### DOCUMENT SEGMENT
■ ■ ■ ■ ■

Immersive theatre is the current frontier of theatre practice and is yet to be concisely defined accurately. Definitions that we have encountered were non-specific and fail to pin down all aspects of what can or does contribute to an immersive performance:

immersive is not a one-size-fits-all model. Some shows use new technologies; many don’t. Some are one-on-one experiences; others are large scale. Some take place in an enclosed venue; others use the entire city or use landscape as their set. Some use text and others don’t.”[2]Lynn Gardner, The Stage

Often they focused solely upon one aspect such as the importance of the design or the audience agency without acknowledging the importance of both or other elements that contribute to the whole:

making a good immersive show is difficult and…teeters on the balance between scripted-events and audience-freedom…[how to] empower the player while maintaining a satisfying narrative structure.”[3] - Thomas McMullan, The Guardian.

Those that watch and critique immersive performances will often have an entirely unique perspective on the experience due to the nature of these shows. Those that create immersive theatre shows have a specific practice that they have developed and so define through the lens of their own work which is often entirely different to that of other immersive practitioners:

A water analogy of being submerged in another medium can help to describe and define immersive performance practice…immersive performance usually provides stimulation for multiple senses, not only sight and sound.” [4] - The Punchdrunk Encyclopaedia

Kingston describes four types of immersive theatre shows[5] that he has defined to help decode what he is seeing and what techniques a theatre company is using to immerse an audience.

The Grand Narrative

The Game

Carousel

Sandbox

Large fragmented narrative. Most of the audience will not see the entire show as it will be “too big to follow the entire story all in one go.[6] 

Example - Punchdrunk’s The Drowned Man[7]

Shows that are built around completing a or a series of tasks

Example - Firehazard’s citydash[8]

An audience of any size moves from scene to scene seeing the entire show. Often there will be several audiences who move from scene to scene one after another making them cost efficient for theatre companies but there is usually limited agency.

Example - Les Enfants Terribles’ Alice’s Adventures underground[9]

A space full of opportunities for the audience to interact within an immersive world.

Example - Secret Cinema’s Romeo and Juliet[10]

IMMERSE 101 definition

For the purpose of developing our unique communications practice it was important to find a definition for immersive theatre that can be practically implemented so that we could develop successful work for our clients. As you can see from the definitions above this would never be possible through description alone.

 

We have discovered that all true immersive threatre experiences have an element of the following:

1

The Audience has a sense of agency even if this is contrived.

■ ■ ■ ■ ■

[Records of labeled points]
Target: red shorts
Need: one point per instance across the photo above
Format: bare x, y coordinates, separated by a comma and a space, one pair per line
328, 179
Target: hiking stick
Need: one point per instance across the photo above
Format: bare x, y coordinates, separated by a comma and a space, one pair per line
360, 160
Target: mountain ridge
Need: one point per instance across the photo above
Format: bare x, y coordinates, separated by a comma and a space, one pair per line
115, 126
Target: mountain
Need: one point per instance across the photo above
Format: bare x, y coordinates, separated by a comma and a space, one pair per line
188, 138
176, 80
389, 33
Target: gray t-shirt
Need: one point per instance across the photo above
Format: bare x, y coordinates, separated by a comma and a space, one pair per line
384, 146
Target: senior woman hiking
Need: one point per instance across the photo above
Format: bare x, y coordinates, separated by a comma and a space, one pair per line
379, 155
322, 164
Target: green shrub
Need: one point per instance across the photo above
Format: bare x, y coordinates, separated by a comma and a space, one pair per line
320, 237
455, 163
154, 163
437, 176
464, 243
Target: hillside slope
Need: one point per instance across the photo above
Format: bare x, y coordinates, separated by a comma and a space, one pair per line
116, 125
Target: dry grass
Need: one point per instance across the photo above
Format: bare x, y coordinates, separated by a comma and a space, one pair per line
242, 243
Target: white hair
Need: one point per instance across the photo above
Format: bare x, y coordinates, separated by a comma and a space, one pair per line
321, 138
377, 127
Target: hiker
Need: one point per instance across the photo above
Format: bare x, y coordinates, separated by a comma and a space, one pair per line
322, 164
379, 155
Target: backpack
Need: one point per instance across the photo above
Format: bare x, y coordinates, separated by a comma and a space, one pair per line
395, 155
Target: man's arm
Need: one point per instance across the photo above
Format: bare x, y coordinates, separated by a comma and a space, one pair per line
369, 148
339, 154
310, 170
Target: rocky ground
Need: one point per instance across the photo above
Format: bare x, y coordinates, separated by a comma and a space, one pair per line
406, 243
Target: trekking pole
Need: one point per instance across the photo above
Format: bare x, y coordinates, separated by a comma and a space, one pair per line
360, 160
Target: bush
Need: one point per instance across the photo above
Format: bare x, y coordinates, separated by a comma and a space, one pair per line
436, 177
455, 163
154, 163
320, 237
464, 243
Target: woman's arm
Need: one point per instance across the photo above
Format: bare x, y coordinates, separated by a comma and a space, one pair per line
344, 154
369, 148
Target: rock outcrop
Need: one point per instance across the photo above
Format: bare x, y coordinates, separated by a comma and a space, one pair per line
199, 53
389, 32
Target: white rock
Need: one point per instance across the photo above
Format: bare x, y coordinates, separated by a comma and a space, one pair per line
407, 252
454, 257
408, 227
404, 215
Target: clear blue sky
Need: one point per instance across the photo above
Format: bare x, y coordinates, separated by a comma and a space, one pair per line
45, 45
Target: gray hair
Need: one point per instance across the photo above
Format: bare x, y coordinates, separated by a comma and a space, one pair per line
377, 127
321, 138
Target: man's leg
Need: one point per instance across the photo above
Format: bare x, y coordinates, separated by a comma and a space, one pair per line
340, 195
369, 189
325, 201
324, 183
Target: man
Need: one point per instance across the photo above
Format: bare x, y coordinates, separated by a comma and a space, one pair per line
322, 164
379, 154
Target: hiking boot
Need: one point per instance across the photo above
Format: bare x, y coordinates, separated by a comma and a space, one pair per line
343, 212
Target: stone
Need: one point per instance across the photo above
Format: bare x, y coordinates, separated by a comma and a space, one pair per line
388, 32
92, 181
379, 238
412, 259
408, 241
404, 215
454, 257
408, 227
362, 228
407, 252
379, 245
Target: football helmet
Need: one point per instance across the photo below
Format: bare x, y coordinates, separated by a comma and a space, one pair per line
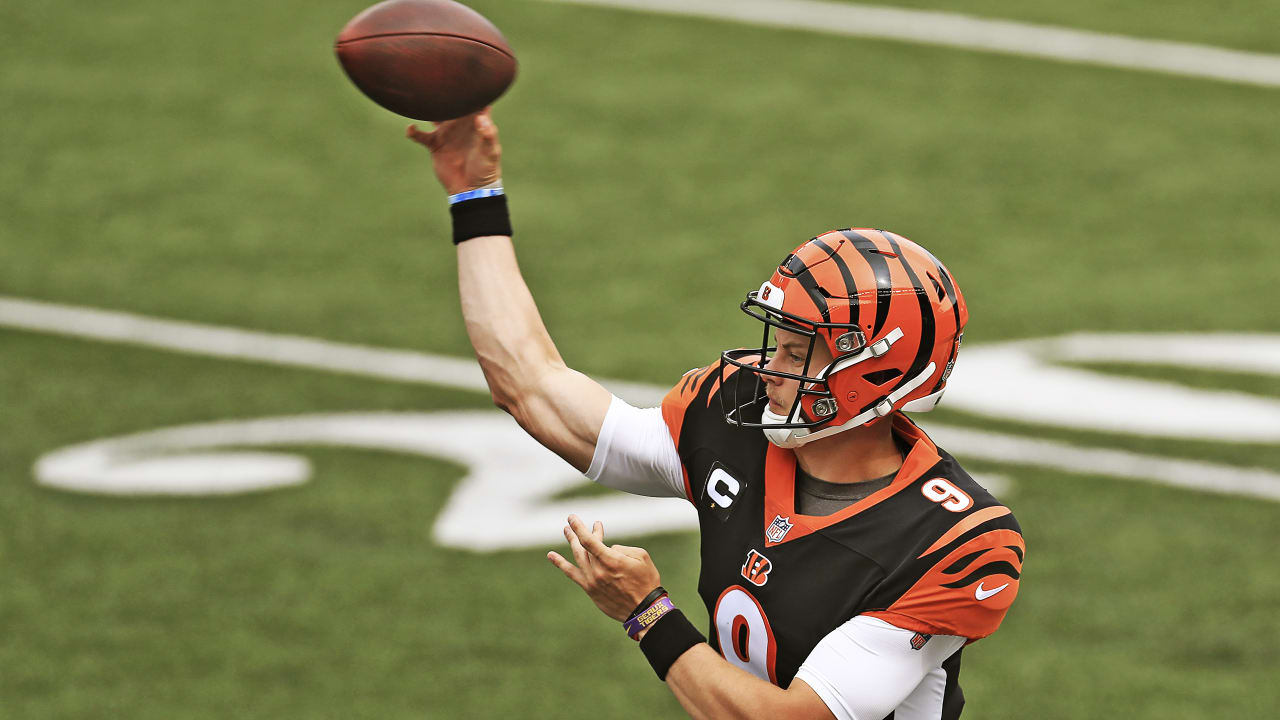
890, 314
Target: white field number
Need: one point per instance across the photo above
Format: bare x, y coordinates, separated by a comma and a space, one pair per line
510, 482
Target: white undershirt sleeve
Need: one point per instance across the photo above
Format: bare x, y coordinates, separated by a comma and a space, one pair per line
867, 669
635, 452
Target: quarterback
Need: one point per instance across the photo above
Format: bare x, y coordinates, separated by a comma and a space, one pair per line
846, 560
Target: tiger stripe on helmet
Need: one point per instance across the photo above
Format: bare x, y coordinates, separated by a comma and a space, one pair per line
927, 326
846, 274
883, 278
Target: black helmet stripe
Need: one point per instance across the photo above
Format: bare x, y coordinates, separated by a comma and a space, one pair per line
883, 279
949, 286
927, 326
850, 285
795, 267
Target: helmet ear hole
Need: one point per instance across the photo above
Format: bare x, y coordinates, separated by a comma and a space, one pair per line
881, 377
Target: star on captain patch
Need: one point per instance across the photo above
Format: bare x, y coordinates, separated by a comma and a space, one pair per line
778, 528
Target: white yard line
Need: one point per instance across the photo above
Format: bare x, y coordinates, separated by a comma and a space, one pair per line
951, 30
295, 351
403, 365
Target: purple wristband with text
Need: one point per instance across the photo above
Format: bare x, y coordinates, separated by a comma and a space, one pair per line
648, 616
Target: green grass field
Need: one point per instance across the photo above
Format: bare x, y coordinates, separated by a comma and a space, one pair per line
210, 163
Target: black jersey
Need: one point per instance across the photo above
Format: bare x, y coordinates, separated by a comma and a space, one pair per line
932, 552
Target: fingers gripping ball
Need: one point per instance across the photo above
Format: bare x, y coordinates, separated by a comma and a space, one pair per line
426, 59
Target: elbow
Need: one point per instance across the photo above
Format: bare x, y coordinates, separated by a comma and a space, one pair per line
504, 388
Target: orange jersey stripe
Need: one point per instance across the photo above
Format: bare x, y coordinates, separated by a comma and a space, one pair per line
965, 525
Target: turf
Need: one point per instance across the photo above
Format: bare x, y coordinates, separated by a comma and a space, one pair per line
210, 163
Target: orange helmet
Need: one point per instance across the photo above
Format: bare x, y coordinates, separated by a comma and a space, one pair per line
888, 311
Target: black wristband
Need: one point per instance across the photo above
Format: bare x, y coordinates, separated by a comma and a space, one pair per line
648, 600
667, 639
480, 217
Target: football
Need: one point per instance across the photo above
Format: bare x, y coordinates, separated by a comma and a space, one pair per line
426, 59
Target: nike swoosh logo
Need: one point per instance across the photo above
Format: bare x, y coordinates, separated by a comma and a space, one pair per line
983, 593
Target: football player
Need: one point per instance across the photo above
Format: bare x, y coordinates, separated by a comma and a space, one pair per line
846, 560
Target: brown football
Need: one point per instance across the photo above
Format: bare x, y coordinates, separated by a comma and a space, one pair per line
426, 59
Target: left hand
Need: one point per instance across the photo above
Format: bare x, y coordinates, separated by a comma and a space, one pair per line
615, 577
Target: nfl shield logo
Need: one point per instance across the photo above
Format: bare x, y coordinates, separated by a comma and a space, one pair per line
778, 528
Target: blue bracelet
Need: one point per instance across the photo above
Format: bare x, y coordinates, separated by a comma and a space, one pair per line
475, 194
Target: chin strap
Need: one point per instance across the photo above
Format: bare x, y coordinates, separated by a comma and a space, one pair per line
795, 437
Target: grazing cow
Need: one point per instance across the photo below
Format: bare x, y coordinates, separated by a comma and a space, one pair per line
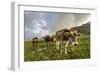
48, 39
66, 37
34, 42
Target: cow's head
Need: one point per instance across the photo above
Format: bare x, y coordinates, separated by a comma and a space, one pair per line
72, 36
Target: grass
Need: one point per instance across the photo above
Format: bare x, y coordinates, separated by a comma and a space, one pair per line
82, 51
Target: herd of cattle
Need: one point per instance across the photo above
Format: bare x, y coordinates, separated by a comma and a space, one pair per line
62, 38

■ ■ ■ ■ ■

### YOUR INSTRUCTIONS
From the passage on immersive theatre above, extract the part that begins at the words "Example - Secret" and stops after the words "through description alone.", copying it without any change.

### COMPLETED EXERCISE
Example - Secret Cinema’s Romeo and Juliet[10]

IMMERSE 101 definition

For the purpose of developing our unique communications practice it was important to find a definition for immersive theatre that can be practically implemented so that we could develop successful work for our clients. As you can see from the definitions above this would never be possible through description alone.